[Data records]

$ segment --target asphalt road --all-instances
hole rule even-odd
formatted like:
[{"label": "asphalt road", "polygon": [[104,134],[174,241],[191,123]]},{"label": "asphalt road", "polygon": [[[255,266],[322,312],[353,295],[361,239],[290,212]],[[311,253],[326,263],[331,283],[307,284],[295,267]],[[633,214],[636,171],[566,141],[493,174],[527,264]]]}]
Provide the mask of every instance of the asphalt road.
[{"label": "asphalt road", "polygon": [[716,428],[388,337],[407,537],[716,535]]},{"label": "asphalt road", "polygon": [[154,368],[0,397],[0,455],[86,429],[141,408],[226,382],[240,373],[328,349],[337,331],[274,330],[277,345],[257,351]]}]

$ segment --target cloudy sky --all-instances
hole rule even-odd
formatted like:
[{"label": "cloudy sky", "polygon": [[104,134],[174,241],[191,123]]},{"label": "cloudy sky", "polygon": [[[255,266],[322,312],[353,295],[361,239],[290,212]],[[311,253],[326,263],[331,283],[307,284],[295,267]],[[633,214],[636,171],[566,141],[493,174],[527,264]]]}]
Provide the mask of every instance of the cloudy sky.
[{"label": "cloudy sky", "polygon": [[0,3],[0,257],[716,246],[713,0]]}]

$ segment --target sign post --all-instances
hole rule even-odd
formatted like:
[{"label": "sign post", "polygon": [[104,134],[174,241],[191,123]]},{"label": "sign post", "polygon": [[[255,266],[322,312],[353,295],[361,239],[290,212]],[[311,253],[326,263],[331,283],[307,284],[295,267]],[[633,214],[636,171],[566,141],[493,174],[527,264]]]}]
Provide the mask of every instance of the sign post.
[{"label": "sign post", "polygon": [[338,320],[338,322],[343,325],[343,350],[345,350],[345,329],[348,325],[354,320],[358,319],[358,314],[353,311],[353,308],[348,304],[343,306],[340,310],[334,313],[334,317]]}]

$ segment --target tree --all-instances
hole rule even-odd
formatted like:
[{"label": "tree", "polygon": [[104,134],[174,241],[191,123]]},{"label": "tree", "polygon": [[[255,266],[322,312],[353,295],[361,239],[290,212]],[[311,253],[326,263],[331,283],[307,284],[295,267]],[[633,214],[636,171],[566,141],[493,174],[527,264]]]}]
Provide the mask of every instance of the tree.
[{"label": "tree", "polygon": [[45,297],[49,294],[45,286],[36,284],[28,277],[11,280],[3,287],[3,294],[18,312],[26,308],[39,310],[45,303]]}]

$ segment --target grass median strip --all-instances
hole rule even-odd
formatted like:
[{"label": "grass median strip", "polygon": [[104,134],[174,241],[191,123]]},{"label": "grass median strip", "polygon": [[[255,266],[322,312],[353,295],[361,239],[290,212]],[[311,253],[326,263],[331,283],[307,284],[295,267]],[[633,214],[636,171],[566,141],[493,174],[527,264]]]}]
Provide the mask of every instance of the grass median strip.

Exercise requirements:
Collect every line of the records above that contains the string "segment", treating uppercase and lowercase as different.

Solution:
$ segment --target asphalt road --all-instances
$ segment --target cloudy sky --all-instances
$ segment --target sign post --all-instances
$ segment --target tree --all-instances
$ segment --target grass median strip --all-instances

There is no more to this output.